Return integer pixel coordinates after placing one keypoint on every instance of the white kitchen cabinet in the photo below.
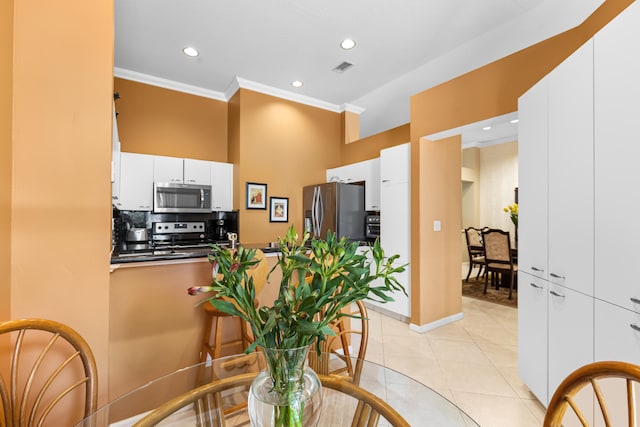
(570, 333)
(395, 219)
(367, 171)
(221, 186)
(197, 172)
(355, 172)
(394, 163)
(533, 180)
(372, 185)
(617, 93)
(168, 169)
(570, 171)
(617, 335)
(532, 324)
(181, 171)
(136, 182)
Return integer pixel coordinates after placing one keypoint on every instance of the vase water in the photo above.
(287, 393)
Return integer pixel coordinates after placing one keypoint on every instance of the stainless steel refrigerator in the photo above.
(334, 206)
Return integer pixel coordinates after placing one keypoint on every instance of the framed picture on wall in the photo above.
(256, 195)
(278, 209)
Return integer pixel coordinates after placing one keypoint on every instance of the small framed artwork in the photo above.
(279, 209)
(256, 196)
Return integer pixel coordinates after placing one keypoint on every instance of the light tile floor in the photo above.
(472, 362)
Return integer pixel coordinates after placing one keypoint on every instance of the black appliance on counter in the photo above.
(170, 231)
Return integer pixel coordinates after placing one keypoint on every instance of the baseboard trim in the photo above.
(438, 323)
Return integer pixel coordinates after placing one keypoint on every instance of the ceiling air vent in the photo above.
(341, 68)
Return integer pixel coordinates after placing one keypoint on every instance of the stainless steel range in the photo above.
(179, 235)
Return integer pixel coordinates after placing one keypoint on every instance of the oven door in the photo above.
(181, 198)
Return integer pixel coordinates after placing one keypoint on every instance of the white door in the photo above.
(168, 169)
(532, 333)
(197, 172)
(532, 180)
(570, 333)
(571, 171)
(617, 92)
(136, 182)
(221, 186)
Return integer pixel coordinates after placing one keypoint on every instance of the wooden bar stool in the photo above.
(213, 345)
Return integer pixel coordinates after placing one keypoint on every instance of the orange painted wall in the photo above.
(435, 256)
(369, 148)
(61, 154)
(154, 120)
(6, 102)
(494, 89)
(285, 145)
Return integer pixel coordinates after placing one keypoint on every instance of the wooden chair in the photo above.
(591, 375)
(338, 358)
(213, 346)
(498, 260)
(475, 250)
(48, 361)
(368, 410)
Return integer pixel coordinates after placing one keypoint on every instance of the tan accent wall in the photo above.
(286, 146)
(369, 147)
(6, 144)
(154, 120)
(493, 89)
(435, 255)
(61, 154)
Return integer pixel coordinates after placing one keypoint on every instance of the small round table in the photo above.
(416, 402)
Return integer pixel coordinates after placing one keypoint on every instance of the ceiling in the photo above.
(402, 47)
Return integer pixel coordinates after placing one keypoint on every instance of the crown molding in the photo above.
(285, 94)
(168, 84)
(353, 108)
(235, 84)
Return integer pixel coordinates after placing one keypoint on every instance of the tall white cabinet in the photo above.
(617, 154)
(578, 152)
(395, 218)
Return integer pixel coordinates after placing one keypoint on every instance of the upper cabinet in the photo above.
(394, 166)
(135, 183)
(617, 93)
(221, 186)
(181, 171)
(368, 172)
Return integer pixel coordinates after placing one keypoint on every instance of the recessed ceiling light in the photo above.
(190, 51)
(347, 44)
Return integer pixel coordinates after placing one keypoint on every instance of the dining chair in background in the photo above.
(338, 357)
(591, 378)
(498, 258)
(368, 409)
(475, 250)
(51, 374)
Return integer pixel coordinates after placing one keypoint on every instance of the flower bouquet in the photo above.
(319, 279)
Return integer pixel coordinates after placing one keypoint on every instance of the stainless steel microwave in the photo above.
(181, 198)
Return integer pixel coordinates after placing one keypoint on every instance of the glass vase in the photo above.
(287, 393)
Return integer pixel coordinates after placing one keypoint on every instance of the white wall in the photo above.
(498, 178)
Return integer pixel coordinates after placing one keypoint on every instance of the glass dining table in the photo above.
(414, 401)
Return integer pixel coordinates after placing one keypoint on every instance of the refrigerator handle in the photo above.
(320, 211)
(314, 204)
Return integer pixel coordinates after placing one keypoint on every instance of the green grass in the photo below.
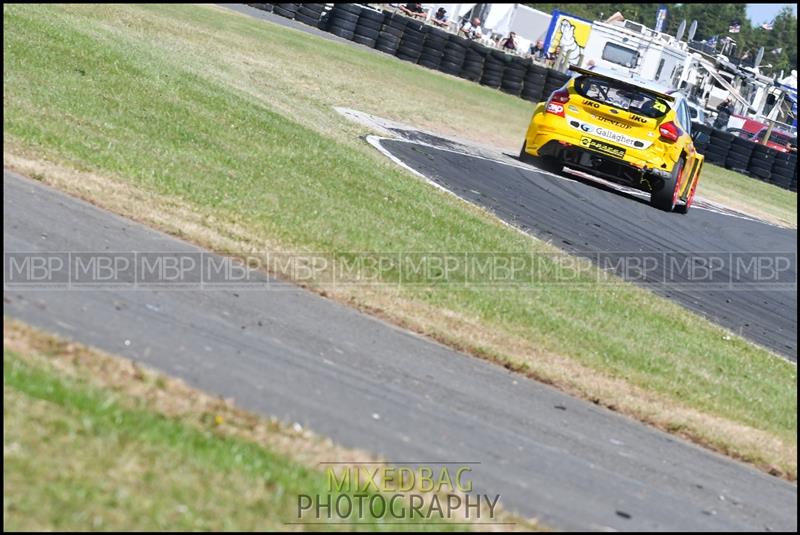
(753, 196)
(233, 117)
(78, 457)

======

Output all of the entries verbatim, leaving out any images.

■ **WRITTEN RESPONSE**:
Return integer pixel coordinates after placing one keypoint on every instance of the white kitchen cabinet in the photo below.
(570, 333)
(395, 219)
(367, 171)
(221, 186)
(197, 172)
(355, 172)
(394, 163)
(533, 180)
(372, 185)
(617, 93)
(168, 169)
(570, 171)
(617, 335)
(532, 324)
(181, 171)
(136, 182)
Return integer pixel coordinates after placing one keypoint on every instance of the vase water in the photo above.
(287, 393)
Return integer pixel coordinates after placing one keypoint on every instance of the stainless steel refrigerator in the photo above.
(334, 206)
Return integer pixel coordinates after placing one keypoint on every instance of the framed picture on wall in the photo above.
(256, 195)
(278, 209)
Return integer pixel coordinates after placing one keypoint on every instance of the small framed artwork in the photo above.
(279, 209)
(256, 196)
Return integer pixel coordinates after placing one keypoint on every instance of the light tile floor in the photo above.
(472, 362)
Return integer pixel coordinates after placing one keypoint on every instance of the black appliance on counter in the photo above.
(170, 231)
Return integer pixel coordinates after placing one keypoint on every instance of the baseboard trim in the photo above.
(438, 323)
Return integer pixel coordinates after placing one keypoint on every instance of the ceiling air vent in the photo above.
(341, 68)
Return integer pixel coordinates after placing one keypoint on every instance of the stainless steel range in the photo above.
(179, 235)
Return integer pixel coordinates after placing one keypoint on every instance of the oven door in the photo above.
(181, 198)
Return integer pixel coordinates after placing one keypoint on every instance of the white door in the photo above.
(168, 169)
(532, 333)
(197, 172)
(532, 180)
(570, 333)
(571, 171)
(617, 92)
(136, 182)
(221, 186)
Return integer pixel coordinates after placing one keypoint on every instance of the wooden bar stool in the photo above.
(213, 345)
Return integer pixel coordinates after placing one keypoint on every instance of the orange painted wall in the photo above.
(435, 256)
(369, 148)
(61, 154)
(154, 120)
(6, 102)
(494, 89)
(285, 145)
Return integer pixel coordinates after placing one keypoint on every instance of the wooden chair in the photo above.
(591, 375)
(338, 358)
(213, 346)
(498, 260)
(475, 250)
(48, 361)
(368, 410)
Return integer pixel coordinates after placing one keypoint on every instance of the tan accent wall in the photo above.
(286, 146)
(369, 147)
(6, 144)
(154, 120)
(493, 89)
(435, 255)
(61, 154)
Return integer pixel coordinates after placing one keypoint on every instance of the small round table in the photo above.
(416, 402)
Return integer pixel coordinates after placing one keypoint on every instance of the ceiling in the photo above.
(402, 47)
Return integer pixel coordinates after placing one keypoint on every instance of the crown molding in the photo above.
(285, 94)
(168, 84)
(353, 108)
(235, 84)
Return integer pixel coordinates after placing one keypoint on every instance of the tall white cabinet in the photo above.
(617, 154)
(578, 152)
(395, 218)
Return integer pixel coordinates after placing one keypoint on every instance of the upper cabinet in the photo above.
(394, 166)
(135, 183)
(617, 93)
(221, 186)
(181, 171)
(368, 172)
Return integer pixel coordinates after placing one keypoint on every instance of the recessed ceiling light in the photo above.
(190, 51)
(347, 44)
Return integer pixel coordinates after placing one keypoint on every instance of the dining chair in background in the photo above.
(338, 357)
(591, 378)
(498, 258)
(368, 409)
(475, 250)
(51, 374)
Return integer pixel coordinates after placing one keypoint on every instance of the flower bouquet in the photo above.
(319, 279)
Return integer pixel coordinates after placing one keypoint on every instance of the stainless steel microwave in the photo above.
(181, 198)
Return integer pixel coordinates after placing one keypoint on every instance of the glass vase in the photo above.
(287, 393)
Return integer pixel coordinates after placing one keypoint on every instance of the white wall in the photo above.
(498, 178)
Return integer pixel coordinates after placing one keypoint on every instance of the glass dining table in the photo above.
(414, 401)
Return integer pixel coordinates after placing one keypoint on every instance of the refrigerator handle in the photo above.
(320, 211)
(314, 204)
Return integer pixel coordinates after placing one keypoint on every instance of the green grass in the photo below.
(753, 196)
(233, 117)
(78, 457)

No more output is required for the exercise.